**** Selected extract

What You Missed Amid the Volcker Rule's Finalization
Last week, as all eyes were fixed on the finalization of the Volcker Rule, another long-awaited Dodd-Frank document was released. The Federal Insurance Office (FIO), a Dodd-Frank-established bureaucracy within the Department of Treasury, published an insurance regulation modernization report that was due in January 2012. With the FIO eyeing greater federal oversight for insurance regulation, it looks as if the major changes in the insurance industry will not be limited to the medical insurance remodeling under the Affordable Care Act.
The FIO's mandate (which does not extend to medical insurance) was to report on, and provide recommendations with respect to, "how to modernize and improve the system of insurance regulation in the United States." Dodd-Frank elaborated on this mandate by setting forth six "considerations," including systemic risk, consumer protection, and international coordination. The statute also set forth seven "additional factors," including the costs and benefits of federal regulation and the effect of international regulatory developments. Reflective of this broad mandate, the report touches on many issues and makes numerous recommendations. These recommendations range from questioning whether insurance companies ought to consider marital status in their underwriting decisions, to directing states to establish character and fitness requirements for insurance company directors and officers, to recommending uniform approaches to solvency oversight and capital adequacy.

********
**** Entries provided

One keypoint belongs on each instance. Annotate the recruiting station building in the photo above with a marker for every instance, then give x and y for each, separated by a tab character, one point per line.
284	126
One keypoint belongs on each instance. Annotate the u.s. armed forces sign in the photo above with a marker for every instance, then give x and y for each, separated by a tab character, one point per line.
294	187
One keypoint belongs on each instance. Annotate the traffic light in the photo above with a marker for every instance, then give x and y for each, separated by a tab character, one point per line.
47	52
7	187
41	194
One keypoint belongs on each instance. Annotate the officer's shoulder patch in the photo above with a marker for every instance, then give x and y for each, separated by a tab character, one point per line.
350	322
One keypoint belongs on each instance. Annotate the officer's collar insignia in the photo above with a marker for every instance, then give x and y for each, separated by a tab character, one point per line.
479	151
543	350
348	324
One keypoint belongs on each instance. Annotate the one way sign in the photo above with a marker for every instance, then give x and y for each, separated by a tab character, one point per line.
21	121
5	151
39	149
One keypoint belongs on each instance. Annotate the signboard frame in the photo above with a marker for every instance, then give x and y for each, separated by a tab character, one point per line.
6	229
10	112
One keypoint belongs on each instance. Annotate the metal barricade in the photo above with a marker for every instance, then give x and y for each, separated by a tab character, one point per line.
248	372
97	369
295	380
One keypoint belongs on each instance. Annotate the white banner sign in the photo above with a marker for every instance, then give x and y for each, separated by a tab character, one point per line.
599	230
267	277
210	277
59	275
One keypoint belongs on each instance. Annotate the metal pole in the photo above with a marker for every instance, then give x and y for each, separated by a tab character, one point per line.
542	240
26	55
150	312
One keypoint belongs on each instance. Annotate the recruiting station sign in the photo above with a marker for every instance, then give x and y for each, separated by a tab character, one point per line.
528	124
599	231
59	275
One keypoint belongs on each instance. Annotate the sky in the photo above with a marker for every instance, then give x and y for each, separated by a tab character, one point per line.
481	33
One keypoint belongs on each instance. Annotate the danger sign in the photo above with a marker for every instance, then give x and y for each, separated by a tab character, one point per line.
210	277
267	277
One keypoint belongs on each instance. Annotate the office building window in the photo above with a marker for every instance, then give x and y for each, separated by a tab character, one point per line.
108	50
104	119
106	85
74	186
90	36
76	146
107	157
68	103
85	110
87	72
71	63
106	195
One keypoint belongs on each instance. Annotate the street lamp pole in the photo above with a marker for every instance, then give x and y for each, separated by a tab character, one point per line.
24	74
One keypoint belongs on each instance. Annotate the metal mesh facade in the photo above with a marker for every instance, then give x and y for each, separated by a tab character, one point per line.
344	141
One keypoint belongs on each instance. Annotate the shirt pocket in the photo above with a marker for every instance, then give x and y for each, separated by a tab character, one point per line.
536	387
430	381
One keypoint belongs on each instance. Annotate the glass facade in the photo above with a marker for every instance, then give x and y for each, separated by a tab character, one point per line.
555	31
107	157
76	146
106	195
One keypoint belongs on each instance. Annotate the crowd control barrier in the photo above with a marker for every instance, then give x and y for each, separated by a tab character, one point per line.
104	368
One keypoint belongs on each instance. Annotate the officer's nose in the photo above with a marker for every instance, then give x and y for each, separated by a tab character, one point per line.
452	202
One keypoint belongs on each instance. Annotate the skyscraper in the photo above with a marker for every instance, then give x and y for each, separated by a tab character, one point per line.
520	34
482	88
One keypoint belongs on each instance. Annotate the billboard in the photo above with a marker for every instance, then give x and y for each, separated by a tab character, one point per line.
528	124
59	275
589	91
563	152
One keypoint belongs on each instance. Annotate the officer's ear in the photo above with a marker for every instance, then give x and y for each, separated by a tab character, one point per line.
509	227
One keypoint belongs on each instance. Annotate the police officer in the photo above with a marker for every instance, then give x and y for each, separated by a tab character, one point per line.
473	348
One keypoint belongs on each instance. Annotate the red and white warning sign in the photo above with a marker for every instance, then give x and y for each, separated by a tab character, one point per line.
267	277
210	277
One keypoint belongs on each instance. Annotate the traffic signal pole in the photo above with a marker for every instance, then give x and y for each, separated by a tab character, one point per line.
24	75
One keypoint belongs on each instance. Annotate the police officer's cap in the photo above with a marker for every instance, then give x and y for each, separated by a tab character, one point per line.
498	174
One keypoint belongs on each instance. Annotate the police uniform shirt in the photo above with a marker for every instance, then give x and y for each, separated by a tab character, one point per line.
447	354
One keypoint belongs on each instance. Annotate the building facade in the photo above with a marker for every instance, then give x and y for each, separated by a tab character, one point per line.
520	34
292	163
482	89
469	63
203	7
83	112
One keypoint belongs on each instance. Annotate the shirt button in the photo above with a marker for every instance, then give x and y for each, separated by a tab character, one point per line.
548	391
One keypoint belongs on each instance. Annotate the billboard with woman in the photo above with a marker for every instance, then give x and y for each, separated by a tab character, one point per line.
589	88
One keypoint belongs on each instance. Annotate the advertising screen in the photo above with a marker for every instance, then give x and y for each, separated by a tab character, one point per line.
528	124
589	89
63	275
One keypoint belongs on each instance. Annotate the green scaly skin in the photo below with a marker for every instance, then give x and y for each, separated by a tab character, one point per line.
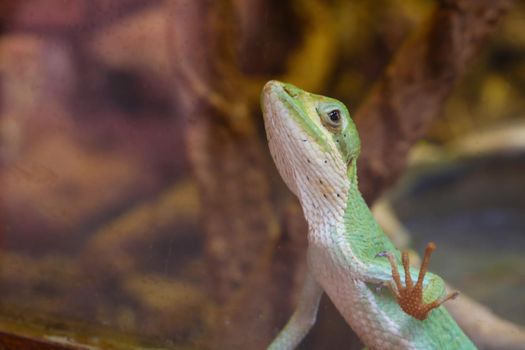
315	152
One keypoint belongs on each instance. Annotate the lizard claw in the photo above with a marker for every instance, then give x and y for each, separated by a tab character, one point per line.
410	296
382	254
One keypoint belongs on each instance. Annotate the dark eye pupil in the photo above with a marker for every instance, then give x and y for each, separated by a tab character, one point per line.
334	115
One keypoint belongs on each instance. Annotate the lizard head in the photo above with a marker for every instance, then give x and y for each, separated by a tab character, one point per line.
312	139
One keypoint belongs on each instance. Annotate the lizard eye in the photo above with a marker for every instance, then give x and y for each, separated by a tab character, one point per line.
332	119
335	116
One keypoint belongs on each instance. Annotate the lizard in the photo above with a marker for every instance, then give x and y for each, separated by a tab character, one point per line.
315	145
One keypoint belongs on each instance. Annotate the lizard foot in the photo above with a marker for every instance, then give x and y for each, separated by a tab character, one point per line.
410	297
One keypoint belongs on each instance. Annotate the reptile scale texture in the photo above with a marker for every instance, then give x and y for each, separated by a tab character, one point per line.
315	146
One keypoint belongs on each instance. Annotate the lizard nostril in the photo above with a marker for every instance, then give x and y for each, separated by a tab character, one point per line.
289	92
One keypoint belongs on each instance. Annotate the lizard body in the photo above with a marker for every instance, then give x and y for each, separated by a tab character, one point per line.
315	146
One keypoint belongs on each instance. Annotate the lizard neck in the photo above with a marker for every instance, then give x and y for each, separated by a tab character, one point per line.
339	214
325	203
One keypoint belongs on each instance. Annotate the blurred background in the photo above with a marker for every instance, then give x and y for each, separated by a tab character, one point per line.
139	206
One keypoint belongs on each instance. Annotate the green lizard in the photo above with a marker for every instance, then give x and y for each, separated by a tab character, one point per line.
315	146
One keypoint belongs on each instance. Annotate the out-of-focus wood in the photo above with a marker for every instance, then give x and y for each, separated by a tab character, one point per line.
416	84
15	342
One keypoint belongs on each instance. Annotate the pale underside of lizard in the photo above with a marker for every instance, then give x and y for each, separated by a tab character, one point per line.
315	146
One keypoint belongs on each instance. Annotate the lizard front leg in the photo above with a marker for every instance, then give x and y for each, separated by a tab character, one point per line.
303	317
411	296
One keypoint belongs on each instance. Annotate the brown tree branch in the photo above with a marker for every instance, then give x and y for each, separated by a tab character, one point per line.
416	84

********
**** Entries provided

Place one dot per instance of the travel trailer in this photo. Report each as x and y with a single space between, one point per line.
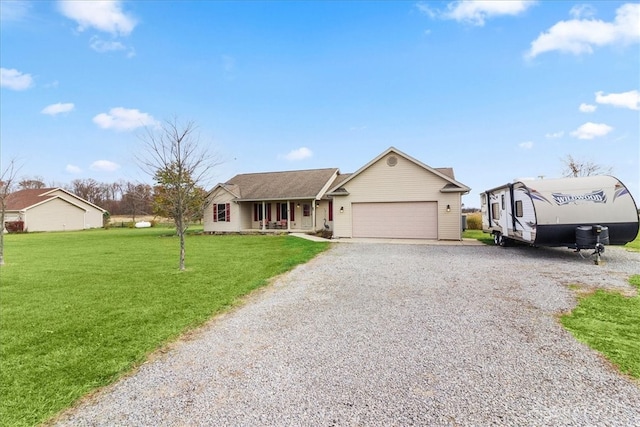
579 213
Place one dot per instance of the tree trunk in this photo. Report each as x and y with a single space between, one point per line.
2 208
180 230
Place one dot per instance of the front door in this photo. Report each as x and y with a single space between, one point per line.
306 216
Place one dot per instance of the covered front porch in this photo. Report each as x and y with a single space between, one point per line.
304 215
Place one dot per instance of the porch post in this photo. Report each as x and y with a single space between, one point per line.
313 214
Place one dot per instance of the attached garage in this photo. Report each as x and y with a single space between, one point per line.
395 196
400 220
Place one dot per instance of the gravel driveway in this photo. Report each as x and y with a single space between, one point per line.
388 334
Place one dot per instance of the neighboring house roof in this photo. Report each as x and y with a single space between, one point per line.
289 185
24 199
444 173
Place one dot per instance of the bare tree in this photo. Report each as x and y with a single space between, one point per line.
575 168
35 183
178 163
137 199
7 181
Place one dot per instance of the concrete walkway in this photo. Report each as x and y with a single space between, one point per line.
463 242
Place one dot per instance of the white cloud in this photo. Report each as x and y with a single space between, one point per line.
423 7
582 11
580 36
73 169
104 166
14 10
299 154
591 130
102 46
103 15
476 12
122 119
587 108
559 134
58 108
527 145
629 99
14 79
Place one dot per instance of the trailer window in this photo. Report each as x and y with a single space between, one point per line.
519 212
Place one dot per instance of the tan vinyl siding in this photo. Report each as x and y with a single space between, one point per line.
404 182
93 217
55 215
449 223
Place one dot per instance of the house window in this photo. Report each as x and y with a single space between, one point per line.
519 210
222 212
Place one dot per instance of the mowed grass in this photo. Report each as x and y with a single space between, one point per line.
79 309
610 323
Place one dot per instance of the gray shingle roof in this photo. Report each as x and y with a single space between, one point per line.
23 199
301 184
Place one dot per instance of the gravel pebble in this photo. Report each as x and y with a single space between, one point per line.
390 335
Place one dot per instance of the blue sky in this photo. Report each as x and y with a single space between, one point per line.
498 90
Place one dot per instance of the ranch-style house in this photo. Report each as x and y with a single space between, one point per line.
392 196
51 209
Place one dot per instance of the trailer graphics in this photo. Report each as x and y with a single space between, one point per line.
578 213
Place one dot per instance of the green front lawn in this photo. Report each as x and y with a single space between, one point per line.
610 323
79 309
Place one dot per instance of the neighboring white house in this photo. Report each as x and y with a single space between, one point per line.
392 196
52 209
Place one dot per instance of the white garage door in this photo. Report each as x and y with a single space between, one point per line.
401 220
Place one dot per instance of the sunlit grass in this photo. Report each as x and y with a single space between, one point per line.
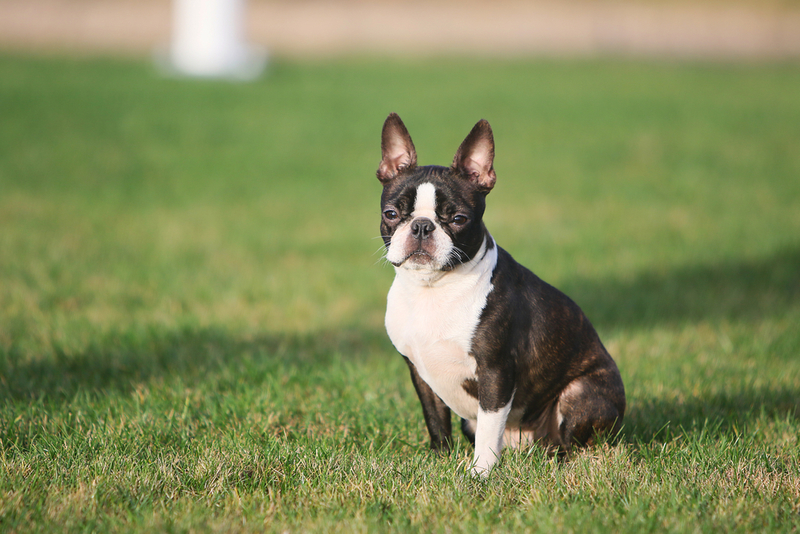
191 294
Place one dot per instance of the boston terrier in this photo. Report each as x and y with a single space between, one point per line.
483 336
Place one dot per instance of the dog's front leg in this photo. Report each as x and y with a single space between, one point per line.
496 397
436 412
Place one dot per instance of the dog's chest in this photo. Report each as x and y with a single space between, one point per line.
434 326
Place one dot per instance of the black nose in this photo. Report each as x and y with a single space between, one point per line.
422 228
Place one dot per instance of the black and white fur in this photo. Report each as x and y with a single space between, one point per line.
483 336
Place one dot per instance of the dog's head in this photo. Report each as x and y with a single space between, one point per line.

********
**** Entries provided

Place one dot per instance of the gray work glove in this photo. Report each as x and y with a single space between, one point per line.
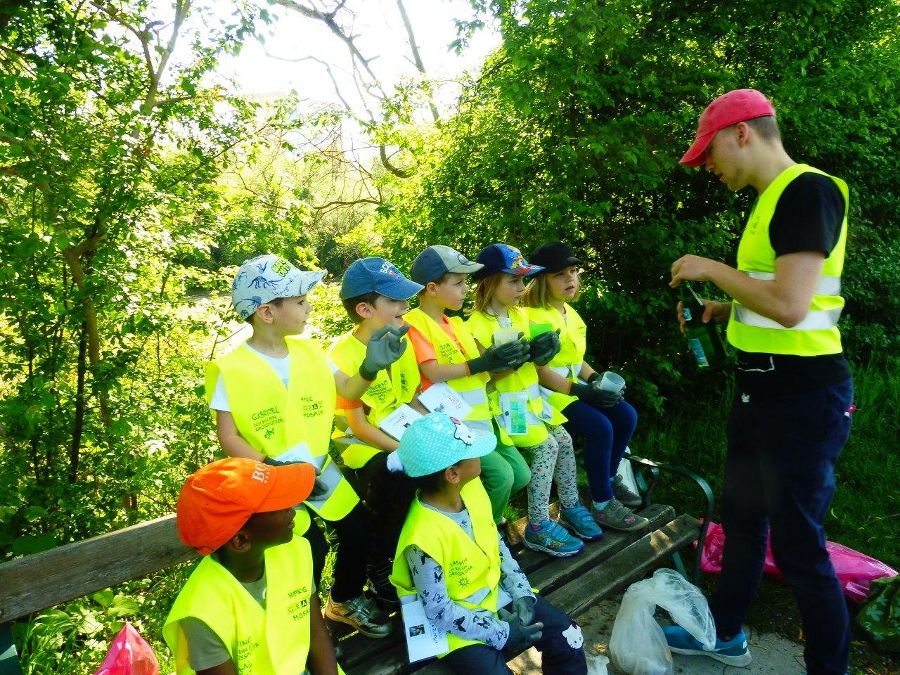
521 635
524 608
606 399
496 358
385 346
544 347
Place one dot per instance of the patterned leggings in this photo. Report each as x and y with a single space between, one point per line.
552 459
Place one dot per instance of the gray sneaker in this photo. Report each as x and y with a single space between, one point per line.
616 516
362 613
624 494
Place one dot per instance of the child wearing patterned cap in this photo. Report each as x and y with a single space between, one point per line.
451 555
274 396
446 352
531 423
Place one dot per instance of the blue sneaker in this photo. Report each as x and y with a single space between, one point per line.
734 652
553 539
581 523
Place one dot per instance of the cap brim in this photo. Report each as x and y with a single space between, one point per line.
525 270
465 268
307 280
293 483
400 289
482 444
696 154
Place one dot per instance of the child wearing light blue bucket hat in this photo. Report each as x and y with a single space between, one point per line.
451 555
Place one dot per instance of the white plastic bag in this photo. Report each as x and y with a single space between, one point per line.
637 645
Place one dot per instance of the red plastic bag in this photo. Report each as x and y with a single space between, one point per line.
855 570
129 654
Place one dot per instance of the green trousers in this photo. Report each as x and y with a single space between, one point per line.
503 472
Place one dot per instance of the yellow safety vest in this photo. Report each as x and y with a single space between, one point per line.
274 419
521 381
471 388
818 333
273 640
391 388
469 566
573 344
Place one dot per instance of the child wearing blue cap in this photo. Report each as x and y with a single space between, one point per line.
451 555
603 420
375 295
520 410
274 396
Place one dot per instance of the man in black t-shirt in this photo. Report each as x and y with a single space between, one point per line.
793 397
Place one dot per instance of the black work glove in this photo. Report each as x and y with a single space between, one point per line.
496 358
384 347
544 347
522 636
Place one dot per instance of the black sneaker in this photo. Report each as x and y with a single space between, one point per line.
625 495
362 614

********

* **Task instructions**:
**a.** Repeat the passage of the Federal Insurance Office article from "What You Missed" to "Affordable Care Act.".
**b.** According to the Federal Insurance Office article, how many "additional factors" did the statute set forth for the modernization report?
**c.** Take the article on the Federal Insurance Office's insurance regulation report further, picking up after its final sentence.

* **Results of the tasks**:
**a.**
What You Missed Amid the Volcker Rule's Finalization
Last week, as all eyes were fixed on the finalization of the Volcker Rule, another long-awaited Dodd-Frank document was released. The Federal Insurance Office (FIO), a Dodd-Frank-established bureaucracy within the Department of Treasury, published an insurance regulation modernization report that was due in January 2012. With the FIO eyeing greater federal oversight for insurance regulation, it looks as if the major changes in the insurance industry will not be limited to the medical insurance remodeling under the Affordable Care Act.

**b.** Seven.

**c.**
The report's underlying theme, however, is that state regulation is not working well and, if state insurance regulators do not act quickly, the federal government will have to step in. There are relatively few areas in which the report calls for immediate federalization. Regulation of mortgage insurers, the fortunes of which are intertwined with the future of Fannie Mae and Freddie Mac, is an area in which the FIO believes federal standards are needed. The FIO also wants to be involved in supervisory colleges, which bring together all of a complex insurance company's regulators to discuss the company's health and to share information. In making this recommendation, the FIO is emphasizing its systemic risk responsibilities. But as spelled out in Dodd-Frank, those responsibilities extend only to monitoring systemic risk related to gaps in insurance regulation, and do not include a regulatory role for the FIO.
The limited number of direct recommendations for immediate federal regulation must be viewed in context. The report implies that further calls for federal action may be coming soon in numerous areas. The report opens with a warning: "should the states fail to accomplish necessary modernization reforms in the near term, Congress should strongly consider direct federal involvement." Many of the report's sections conclude with a similar warning. For example, the report calls for "federal involvement . . . to ensure fair treatment of all policyholders," if the states do not adopt uniform policyholder recovery rules. The report also notes with respect to product approval that "[f]ederal action may become necessary if the current, and long-standing shortcomings are not improved in the near term." The FIO also believes that "federal action may be necessary" soon to ensure that retirees face uniform annuity rules.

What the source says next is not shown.